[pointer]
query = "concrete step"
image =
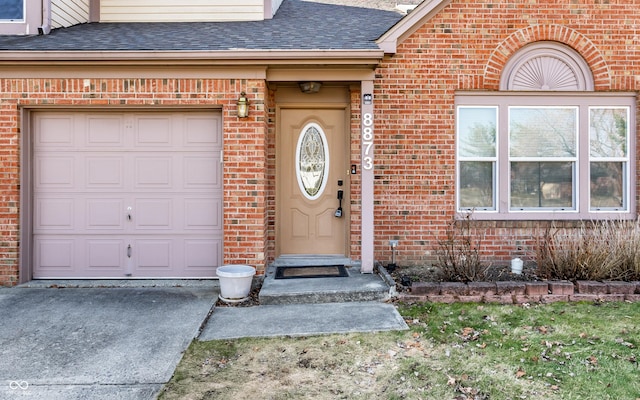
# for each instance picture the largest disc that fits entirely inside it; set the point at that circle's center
(357, 287)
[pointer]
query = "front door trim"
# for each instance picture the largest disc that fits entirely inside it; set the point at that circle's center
(340, 106)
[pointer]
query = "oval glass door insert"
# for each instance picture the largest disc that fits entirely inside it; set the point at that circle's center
(312, 161)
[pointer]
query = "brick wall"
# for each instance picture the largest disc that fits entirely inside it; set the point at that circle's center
(465, 47)
(245, 149)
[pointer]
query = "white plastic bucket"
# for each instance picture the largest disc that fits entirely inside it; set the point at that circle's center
(235, 282)
(516, 266)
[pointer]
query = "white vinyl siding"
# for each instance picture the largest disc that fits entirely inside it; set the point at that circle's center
(69, 12)
(11, 10)
(183, 11)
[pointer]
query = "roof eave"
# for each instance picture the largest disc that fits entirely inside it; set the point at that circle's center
(222, 57)
(390, 40)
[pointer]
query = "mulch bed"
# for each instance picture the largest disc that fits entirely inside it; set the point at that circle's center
(405, 276)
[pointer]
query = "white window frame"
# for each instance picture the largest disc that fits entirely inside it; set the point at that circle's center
(584, 102)
(16, 20)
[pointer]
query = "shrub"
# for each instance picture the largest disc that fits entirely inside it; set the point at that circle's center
(458, 254)
(596, 250)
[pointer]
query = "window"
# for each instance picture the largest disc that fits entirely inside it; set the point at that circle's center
(554, 155)
(11, 10)
(546, 146)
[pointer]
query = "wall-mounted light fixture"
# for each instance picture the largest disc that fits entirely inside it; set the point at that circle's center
(310, 87)
(243, 106)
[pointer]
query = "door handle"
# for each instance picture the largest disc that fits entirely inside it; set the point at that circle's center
(338, 213)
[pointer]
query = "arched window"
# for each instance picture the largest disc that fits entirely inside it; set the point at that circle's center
(547, 66)
(546, 146)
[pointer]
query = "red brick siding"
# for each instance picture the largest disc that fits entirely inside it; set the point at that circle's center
(465, 47)
(245, 149)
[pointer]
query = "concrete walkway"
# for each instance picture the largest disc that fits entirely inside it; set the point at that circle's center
(96, 343)
(73, 340)
(301, 320)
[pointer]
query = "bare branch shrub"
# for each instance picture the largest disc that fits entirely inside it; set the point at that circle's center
(458, 254)
(596, 250)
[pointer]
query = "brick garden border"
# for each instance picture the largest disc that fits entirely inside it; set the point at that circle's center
(515, 292)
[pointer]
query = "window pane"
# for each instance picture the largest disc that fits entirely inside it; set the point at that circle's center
(608, 132)
(607, 185)
(477, 132)
(542, 132)
(476, 185)
(11, 10)
(542, 185)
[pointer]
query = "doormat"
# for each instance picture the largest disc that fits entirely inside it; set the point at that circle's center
(314, 271)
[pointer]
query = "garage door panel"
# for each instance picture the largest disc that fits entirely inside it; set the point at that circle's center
(153, 213)
(153, 172)
(154, 131)
(105, 214)
(93, 169)
(104, 172)
(153, 254)
(202, 130)
(203, 213)
(55, 256)
(55, 172)
(105, 256)
(198, 172)
(57, 214)
(54, 131)
(102, 131)
(200, 255)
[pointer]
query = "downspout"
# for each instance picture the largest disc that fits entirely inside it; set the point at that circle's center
(45, 27)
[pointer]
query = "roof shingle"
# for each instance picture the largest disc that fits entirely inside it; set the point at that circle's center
(298, 25)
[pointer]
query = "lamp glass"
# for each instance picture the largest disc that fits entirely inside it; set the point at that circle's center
(243, 106)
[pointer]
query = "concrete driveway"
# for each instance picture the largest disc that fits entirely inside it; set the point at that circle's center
(96, 343)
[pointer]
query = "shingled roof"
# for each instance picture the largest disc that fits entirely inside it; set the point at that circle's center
(298, 25)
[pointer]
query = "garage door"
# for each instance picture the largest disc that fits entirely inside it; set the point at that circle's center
(135, 194)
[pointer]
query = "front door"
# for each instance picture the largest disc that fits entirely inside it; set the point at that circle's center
(312, 174)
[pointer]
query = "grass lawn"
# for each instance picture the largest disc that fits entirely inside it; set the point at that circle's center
(456, 351)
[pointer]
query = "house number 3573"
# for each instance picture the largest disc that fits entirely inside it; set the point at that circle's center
(367, 140)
- - -
Challenge
Transcribe the records above exactly, omitting every picture they contain.

Task response
[pointer]
query = "concrete step"
image =
# for each instance picture the largest disc that fits entirely inside it; set the point at that circle's center
(357, 287)
[pointer]
query = "front door trim"
# for each instance picture the largest disc that fits entirely inside it; set the point at that circle's center
(340, 106)
[pointer]
query = "oval glass door insert"
# for each instance picture the largest disc that fits entirely inside it; set the point at that circle's center
(312, 161)
[pointer]
query = "brick wall"
# for each instance picture the largest disc that fits entirely inside it; set the point at that circle's center
(465, 47)
(245, 149)
[pointer]
query = "white plastic bucket"
# for each instance picture the largest disc that fits entirely inside it; set the point at that circle's center
(235, 282)
(516, 266)
[pointer]
query = "white vinyl siding"
# for each instance picture the largest disc that fits entirely inside it; set the point at that circle's center
(69, 12)
(11, 10)
(183, 11)
[pointer]
query = "roof eave"
# for each instance picture the largest disc that fits entirely inside it; set the point at that circle's center
(222, 57)
(390, 40)
[pointer]
query = "mulch bed"
# for each instance picture the largest disc that fits entirely inside it; set the point at that circle's center
(405, 276)
[pointer]
query = "white window frame"
# for each instance picture the largest disc that fits entirely inside it; set the point at that circle's center
(584, 102)
(16, 20)
[pointer]
query = "shrub"
# for each instance picture the largest disc that fits entirely inside it; set the point at that circle's center
(458, 254)
(596, 250)
[pointer]
query = "window"
# for each instance picture the largest disc that fits entirely inside it; set the point at that circle's center
(554, 155)
(11, 10)
(546, 146)
[pointer]
query = "wall-mounted light fixture"
# for each instance picture the largest disc that fits entirely inside it; set the point at that circle's center
(310, 87)
(243, 106)
[pointer]
query = "door handle"
# for each instance picture the largest disc that fits entirely inside it; set the point at that circle's center
(338, 213)
[pointer]
query = "arched window"
# for each instance picture the largest disc that fits entirely inside it; set the point at that circle's center
(547, 66)
(546, 146)
[pointer]
query = "red brick siding"
# for each instance picture the largest disc that fits entirely inside it; set the point at that circle's center
(465, 47)
(245, 149)
[pointer]
query = "concrete walkway"
# for each instance picture the largest disc that fits entirely inside it; set the point at that circle's center
(96, 343)
(73, 340)
(301, 320)
[pointer]
query = "bare branch shrub"
# for each instance picture the largest disc that fits entirely inside it; set the point at that circle's center
(458, 254)
(596, 250)
[pointer]
query = "brick garden border"
# for each instance picture the largest disc that fits entirely inside it; set the point at that circle's center
(515, 292)
[pointer]
query = "window pane"
# for each instance picture the largest disc that fits entirely inside it; set the point at that circle's center
(608, 132)
(607, 185)
(477, 132)
(542, 132)
(476, 185)
(11, 10)
(542, 185)
[pointer]
query = "doormat"
# for each instance picture the largest disc that fits entirely inside it; set the point at that circle's center
(314, 271)
[pointer]
query = "garage door panel"
# for each instance picture the largest disc that fits entirely inside it; set the point at that circle's center
(153, 213)
(153, 172)
(154, 131)
(105, 214)
(93, 169)
(104, 172)
(153, 254)
(202, 130)
(203, 213)
(55, 256)
(55, 172)
(105, 256)
(198, 172)
(57, 214)
(54, 131)
(102, 131)
(200, 255)
[pointer]
query = "downspout"
# for each instance picture the largest disc that fits entirely inside it; set the point at that circle's center
(45, 27)
[pointer]
query = "roof shingle"
# for each instance picture the largest disc that fits entirely inside it; set the point at that circle's center
(298, 25)
[pointer]
query = "lamp glass"
# for each instance picture the largest disc that fits entirely inside it; set the point at that circle's center
(243, 106)
[pointer]
query = "concrete driveway"
# for each instance picture the largest disc that fits entirely inside it; set the point at that circle's center
(96, 343)
[pointer]
query = "shingled roof"
# for each instance picture the largest disc that fits entirely inside it; set the point at that circle's center
(298, 25)
[pointer]
query = "garage door"
# for each instance picture the largest disc that fits entirely inside it; set the point at that circle's center
(135, 194)
[pointer]
query = "front door"
# for each instance picture the largest disc that fits entirely inside it; set the point at that circle's center
(312, 174)
[pointer]
query = "grass lawn"
# for each instance picture the largest disc that fits entirely inside it; set the point at that circle's center
(456, 351)
[pointer]
query = "house number 3573"
# for each instance picture the largest disc that fits entirely inside it; set the point at that circle's center
(367, 140)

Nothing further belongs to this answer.